**What you need to do:** Find where "per_instance = true" occurs in the data below, and retype that line and every later line exactly.

Referring expression data

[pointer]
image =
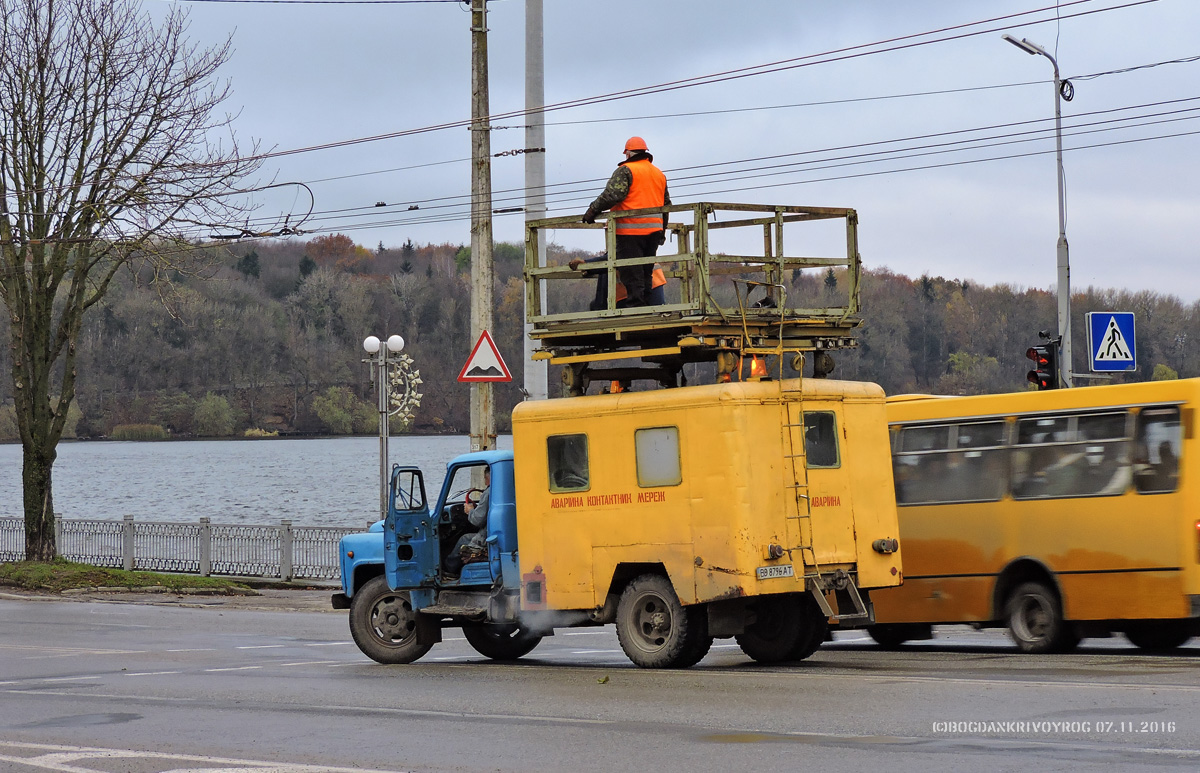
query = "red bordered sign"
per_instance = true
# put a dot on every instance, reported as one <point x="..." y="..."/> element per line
<point x="485" y="363"/>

**Written answer:**
per_instance = true
# put a dot on every instance, reported as one <point x="..." y="..."/> element per line
<point x="485" y="363"/>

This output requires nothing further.